Travail à faire ::
**1)** Relevez toutes les personnes désignées par leur nom dans le texte sur l'entente France-Québec.
**2)** Citez le passage du texte sur l'entente France-Québec qui va de «Lors d'une cérémonie» jusqu'à «des compétences professionnelles.» inclusivement.

Texte à lire ::
----------

L'entente France-Québec sur la mobilité de la main-d'oeuvre, signée en grande pompe hier, aura un effet étonnant: il sera plus facile pour un diplômé français d'exercer sa profession au Québec que pour un diplômé provenant de l'Alberta ou d'une autre province.

Lors d'une cérémonie au Salon rouge de l'Assemblée nationale, le premier ministre Jean Charest a qualifié cet accord d'«historique», un terme qu'a aussi utilisé le président Nicolas Sarkozy dans son discours au Salon bleu. Il élimine plusieurs obstacles à la reconnaissance des compétences professionnelles.

En conférence de presse, la ministre des Relations internationales, Monique Gagnon-Tremblay, a reconnu que l'entente Charest-Sarkozy aura un impact plutôt inusité. Un Français pourra obtenir un permis pour exercer sa profession au Québec encore plus facilement qu'un Canadien d'une autre province.

«C'est inadmissible qu'un Québécois ne puisse pas aller travailler partout au Canada et vice-versa, alors qu'on signe une entente avec la France», a-t-elle affirmé. C'est pourquoi le gouvernement entreprend des pourparlers avec les autres provinces en vue de conclure une entente semblable. Il en existe une, toutefois, entre le Québec et l'Ontario dans le secteur de la construction, a indiqué Mme Gagnon-Tremblay.

Selon elle, l'entente permettra au Québec de remédier en partie à sa pénurie de main-d'oeuvre. Quelque 700 000 postes sont à pourvoir d'ici à 2011. La ministre ignore toutefois combien de postes pourraient être pourvus grâce à cette entente. Le Québec pourrait aussi perdre des travailleurs qualifiés, mais il ne sortira pas perdant, a-t-elle assuré.

L'entente pourrait-elle entraîner un exode de travailleurs, comme des médecins, qui pourraient trouver de meilleures conditions de travail en France? «Ils peuvent peut-être gagner plus cher ailleurs. Mais nos grands espaces et la qualité de vie, je pense que c'est à prendre en considération», a répondu la ministre.

----------

[Entrées tirées d'une collection]
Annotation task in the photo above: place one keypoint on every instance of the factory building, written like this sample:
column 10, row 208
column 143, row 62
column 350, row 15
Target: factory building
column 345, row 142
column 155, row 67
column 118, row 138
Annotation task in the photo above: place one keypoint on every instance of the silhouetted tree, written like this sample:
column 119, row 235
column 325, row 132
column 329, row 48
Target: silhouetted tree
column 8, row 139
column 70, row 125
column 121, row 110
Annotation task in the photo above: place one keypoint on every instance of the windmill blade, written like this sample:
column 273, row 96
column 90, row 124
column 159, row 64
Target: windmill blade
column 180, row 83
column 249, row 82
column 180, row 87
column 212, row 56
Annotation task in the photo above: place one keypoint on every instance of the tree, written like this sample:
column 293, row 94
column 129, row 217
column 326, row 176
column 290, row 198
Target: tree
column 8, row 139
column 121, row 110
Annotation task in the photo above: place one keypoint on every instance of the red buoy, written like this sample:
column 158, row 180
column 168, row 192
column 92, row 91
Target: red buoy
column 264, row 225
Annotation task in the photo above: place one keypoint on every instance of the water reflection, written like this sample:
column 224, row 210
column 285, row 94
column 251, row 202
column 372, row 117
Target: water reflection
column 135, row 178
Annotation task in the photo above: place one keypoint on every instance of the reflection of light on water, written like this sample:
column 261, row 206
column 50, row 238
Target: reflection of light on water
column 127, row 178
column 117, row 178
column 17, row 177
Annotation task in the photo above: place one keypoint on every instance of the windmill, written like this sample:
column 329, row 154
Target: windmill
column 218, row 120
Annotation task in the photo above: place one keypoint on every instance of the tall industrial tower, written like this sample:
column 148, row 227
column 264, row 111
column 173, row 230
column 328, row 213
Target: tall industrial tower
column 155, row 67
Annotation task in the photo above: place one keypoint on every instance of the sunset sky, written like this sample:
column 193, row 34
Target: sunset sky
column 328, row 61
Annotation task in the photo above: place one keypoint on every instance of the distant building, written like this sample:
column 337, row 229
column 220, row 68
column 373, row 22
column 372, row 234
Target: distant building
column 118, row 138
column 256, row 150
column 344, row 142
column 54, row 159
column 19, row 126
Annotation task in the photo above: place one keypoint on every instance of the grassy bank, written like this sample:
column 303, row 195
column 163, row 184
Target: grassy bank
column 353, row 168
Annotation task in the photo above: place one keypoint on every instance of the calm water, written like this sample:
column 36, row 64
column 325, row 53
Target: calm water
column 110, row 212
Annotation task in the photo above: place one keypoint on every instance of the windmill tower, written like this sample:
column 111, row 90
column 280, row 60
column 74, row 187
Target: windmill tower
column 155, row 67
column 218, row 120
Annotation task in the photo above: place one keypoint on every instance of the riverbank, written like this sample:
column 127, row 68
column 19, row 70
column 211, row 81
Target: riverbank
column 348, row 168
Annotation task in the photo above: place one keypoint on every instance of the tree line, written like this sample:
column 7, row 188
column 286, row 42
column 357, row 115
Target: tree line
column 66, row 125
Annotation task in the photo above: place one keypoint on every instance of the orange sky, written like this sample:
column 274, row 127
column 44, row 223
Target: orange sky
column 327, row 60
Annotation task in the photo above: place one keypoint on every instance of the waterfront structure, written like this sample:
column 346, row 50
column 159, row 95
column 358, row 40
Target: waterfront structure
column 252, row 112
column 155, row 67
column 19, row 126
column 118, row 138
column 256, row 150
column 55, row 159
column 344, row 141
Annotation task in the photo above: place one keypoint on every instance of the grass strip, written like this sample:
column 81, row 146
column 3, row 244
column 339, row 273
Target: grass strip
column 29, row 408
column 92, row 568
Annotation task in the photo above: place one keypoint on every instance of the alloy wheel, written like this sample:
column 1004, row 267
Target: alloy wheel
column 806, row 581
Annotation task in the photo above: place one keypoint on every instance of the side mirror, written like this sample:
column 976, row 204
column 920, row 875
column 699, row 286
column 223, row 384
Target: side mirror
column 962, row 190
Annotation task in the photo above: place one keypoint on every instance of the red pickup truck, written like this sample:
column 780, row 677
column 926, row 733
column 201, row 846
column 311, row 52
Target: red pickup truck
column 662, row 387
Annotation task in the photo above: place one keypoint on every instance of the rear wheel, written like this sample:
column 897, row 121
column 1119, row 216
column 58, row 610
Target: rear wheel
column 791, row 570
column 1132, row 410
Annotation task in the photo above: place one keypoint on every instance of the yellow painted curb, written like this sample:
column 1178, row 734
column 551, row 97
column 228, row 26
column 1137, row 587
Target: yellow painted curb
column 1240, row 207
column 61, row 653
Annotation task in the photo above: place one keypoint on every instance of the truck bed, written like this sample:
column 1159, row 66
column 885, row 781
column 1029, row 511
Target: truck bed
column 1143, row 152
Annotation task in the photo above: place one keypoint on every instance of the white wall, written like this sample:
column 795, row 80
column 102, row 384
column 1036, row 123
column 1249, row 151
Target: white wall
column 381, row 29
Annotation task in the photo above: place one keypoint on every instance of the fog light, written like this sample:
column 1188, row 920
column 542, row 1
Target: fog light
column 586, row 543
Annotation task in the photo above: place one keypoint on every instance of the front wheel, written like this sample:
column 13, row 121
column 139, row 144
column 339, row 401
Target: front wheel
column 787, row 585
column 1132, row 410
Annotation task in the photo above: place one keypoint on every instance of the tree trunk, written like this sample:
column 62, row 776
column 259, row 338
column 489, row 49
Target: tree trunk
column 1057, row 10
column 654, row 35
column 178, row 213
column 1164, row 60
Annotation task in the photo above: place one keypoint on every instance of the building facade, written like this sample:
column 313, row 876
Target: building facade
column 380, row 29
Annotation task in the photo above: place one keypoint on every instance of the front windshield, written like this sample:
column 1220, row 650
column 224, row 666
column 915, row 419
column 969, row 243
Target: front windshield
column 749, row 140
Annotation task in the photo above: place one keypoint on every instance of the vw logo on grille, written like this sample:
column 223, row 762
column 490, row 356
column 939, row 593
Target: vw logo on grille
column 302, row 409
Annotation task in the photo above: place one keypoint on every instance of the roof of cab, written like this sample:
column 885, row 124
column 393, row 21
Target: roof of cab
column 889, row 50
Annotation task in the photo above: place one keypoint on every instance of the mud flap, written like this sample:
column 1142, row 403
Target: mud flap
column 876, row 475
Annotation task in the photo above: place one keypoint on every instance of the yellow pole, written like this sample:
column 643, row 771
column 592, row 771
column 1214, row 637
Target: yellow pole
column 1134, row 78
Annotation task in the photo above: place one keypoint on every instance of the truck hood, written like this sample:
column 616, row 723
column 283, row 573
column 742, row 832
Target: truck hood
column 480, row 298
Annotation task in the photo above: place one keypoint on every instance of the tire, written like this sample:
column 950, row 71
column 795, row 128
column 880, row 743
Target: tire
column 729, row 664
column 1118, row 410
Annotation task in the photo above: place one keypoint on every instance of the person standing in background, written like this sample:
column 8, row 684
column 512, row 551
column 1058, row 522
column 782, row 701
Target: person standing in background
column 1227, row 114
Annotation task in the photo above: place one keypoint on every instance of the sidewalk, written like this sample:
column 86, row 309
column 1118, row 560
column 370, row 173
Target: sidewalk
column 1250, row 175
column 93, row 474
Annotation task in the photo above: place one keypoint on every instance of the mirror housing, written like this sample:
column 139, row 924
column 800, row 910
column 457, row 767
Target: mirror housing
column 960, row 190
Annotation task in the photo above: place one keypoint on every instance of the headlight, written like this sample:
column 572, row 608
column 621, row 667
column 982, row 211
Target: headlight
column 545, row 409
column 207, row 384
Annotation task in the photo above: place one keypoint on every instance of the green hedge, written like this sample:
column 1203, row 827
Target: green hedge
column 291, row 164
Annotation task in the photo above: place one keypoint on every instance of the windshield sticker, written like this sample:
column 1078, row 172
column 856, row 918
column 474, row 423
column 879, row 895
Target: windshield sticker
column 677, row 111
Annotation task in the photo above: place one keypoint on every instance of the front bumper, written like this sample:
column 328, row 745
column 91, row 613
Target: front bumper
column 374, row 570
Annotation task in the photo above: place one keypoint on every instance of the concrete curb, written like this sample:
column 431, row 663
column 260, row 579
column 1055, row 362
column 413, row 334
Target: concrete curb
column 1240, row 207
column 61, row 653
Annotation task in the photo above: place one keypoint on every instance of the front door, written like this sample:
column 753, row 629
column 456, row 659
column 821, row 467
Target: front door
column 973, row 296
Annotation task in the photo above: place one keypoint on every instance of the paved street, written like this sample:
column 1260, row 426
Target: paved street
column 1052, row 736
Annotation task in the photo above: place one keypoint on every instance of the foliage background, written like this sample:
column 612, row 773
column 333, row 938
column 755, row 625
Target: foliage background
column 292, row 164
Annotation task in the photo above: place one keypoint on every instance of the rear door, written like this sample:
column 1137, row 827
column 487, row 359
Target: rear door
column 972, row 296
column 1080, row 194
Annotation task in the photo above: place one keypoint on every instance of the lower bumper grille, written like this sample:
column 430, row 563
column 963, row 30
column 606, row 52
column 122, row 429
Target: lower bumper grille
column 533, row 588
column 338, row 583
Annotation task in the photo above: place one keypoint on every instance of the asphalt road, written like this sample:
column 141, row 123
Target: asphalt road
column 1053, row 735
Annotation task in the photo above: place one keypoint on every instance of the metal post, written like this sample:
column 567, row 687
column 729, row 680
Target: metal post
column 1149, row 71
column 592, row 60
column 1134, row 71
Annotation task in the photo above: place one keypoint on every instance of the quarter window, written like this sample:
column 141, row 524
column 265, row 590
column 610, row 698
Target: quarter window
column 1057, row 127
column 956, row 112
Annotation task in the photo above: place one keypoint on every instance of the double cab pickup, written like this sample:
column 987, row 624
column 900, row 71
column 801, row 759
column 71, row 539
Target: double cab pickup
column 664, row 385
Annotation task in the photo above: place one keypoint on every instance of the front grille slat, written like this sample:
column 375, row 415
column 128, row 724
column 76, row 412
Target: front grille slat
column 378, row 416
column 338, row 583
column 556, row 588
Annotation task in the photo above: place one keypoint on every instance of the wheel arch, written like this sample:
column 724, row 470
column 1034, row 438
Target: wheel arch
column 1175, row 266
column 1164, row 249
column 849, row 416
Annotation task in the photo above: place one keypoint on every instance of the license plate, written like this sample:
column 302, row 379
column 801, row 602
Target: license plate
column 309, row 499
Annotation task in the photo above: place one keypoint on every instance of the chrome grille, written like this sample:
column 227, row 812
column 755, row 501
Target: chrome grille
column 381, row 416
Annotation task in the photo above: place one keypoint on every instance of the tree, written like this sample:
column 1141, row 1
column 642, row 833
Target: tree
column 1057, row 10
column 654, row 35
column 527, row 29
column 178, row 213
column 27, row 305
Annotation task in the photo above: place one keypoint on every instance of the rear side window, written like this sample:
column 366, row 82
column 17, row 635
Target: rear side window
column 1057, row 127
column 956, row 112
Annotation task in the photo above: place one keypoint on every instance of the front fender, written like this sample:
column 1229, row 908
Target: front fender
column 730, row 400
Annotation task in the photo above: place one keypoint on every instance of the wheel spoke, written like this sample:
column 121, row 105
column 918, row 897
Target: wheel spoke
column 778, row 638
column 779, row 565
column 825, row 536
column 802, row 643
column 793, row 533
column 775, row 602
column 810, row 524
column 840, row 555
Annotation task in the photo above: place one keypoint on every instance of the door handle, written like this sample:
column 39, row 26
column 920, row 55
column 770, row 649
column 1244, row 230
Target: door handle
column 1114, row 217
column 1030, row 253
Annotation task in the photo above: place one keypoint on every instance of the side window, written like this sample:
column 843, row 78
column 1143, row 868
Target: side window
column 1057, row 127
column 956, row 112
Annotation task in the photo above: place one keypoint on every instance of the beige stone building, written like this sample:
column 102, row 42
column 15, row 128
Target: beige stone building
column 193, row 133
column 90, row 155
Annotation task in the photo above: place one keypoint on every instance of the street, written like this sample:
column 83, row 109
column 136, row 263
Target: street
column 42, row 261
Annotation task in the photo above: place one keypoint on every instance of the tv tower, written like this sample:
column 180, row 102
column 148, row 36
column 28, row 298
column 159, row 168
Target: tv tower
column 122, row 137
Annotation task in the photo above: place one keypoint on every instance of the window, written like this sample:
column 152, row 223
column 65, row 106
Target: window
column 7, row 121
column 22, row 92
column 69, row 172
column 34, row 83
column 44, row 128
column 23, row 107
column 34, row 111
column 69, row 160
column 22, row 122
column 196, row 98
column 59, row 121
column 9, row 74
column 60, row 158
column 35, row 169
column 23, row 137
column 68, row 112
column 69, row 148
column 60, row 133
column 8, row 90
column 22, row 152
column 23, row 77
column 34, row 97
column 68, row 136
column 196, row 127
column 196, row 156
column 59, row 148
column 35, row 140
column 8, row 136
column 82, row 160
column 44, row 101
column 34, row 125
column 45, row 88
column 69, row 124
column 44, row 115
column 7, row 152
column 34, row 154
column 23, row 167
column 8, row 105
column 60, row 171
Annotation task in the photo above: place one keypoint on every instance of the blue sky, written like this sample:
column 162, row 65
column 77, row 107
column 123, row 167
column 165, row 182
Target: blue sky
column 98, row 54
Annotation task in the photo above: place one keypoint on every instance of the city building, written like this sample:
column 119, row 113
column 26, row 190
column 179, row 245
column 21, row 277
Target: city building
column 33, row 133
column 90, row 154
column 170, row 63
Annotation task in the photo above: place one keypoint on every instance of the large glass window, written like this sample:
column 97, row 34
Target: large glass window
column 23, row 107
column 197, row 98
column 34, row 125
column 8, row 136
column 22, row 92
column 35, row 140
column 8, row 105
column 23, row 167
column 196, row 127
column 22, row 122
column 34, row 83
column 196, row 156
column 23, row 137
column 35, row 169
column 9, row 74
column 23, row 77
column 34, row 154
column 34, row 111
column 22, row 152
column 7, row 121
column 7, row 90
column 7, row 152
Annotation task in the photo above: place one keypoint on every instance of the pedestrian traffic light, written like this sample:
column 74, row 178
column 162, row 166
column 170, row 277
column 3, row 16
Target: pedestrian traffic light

----------

Corrigé des exercices ::
**1)** Jean Charest, Nicolas Sarkozy, Monique Gagnon-Tremblay

**2)**
Lors d'une cérémonie au Salon rouge de l'Assemblée nationale, le premier ministre Jean Charest a qualifié cet accord d'«historique», un terme qu'a aussi utilisé le président Nicolas Sarkozy dans son discours au Salon bleu. Il élimine plusieurs obstacles à la reconnaissance des compétences professionnelles.